Reproduce every line of the material from the line with "locate the bare tree in the photo above" through the end, leaving the lines without coordinates unchanged. Multiply each coordinate in the points by 0.9 and round to whole numbers, with halves rounded up.
_____
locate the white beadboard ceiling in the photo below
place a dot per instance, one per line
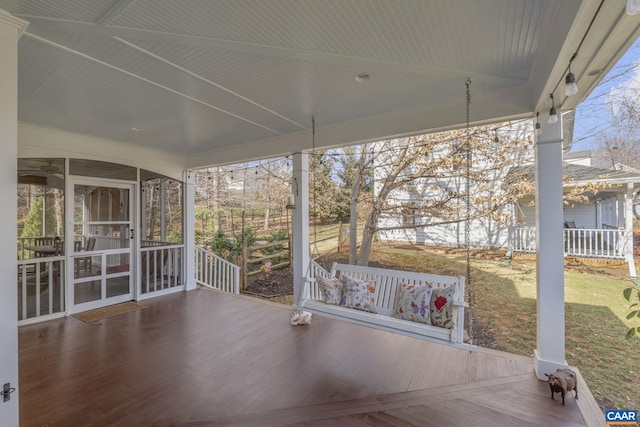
(230, 80)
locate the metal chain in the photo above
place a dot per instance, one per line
(313, 185)
(467, 228)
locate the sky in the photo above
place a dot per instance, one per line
(591, 115)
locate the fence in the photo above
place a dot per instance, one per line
(606, 243)
(278, 251)
(215, 272)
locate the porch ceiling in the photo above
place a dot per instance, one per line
(224, 81)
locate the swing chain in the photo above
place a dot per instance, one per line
(467, 228)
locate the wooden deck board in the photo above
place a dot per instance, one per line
(205, 358)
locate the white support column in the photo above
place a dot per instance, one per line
(300, 222)
(189, 232)
(550, 352)
(10, 30)
(628, 228)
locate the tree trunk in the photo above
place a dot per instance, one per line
(367, 237)
(353, 212)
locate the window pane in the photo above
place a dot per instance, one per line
(100, 204)
(161, 221)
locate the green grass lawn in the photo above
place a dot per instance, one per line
(504, 304)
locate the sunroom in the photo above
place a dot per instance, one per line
(159, 88)
(98, 260)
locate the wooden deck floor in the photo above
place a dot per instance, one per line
(204, 358)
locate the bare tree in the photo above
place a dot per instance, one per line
(421, 179)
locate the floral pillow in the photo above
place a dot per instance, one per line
(442, 306)
(332, 290)
(413, 302)
(358, 294)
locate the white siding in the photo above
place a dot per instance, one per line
(484, 234)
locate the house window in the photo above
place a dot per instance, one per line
(40, 206)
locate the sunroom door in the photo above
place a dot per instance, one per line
(100, 265)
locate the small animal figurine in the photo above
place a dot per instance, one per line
(562, 381)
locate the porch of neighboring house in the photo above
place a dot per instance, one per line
(205, 357)
(601, 227)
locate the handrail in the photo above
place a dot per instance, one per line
(606, 243)
(215, 272)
_____
▸ Complete answer
locate the bare tree in the photo above
place a dot per instance, one per line
(379, 161)
locate the floral pillow in the photo above
place a dot per instance, one per line
(398, 275)
(299, 261)
(372, 272)
(322, 265)
locate the white siding in the photo above
place a dot per instance, one per line
(436, 211)
locate the house window in the photo above
place a dot per instance, one per line
(36, 185)
locate the sunroom door in the photo above
place a dot per instance, one per line
(90, 239)
locate the small animal figurine in the photo above
place a dot per instance, one per line
(506, 343)
locate the porch of neighboring house in the photo above
place a dot per instance, one per line
(185, 321)
(541, 204)
locate the handrail in the photo above
place a dot per instance, one per line
(545, 219)
(194, 245)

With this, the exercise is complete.